- [SET EXERCISE] Format every line of the entries below as a JSON list of strings, one string per line, leaving out any blank lines.
::: GIVEN INFORMATION :::
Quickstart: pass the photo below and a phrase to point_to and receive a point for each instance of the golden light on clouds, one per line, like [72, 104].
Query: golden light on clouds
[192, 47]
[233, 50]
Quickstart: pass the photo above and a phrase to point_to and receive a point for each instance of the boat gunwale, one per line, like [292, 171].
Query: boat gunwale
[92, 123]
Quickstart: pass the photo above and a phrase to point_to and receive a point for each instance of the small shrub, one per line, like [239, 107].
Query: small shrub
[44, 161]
:::
- [TASK OUTPUT]
[
  "Quickstart: pass the photo below and a phrase to point_to and receive a point for each instance of the golden light on clouds, one per line, like [72, 104].",
  "Query: golden light on clouds",
  "[192, 47]",
  "[233, 50]",
  "Quickstart: pass the photo above and a phrase to point_to and receive a point for each instance of the boat gunwale, one per line, like [292, 171].",
  "Query: boat gunwale",
  "[92, 123]",
  "Quickstart: pass the photo above and a phrase to point_to and receive a point for each instance of the small shrub, one per line, like [239, 107].",
  "Query: small shrub",
  "[44, 161]"
]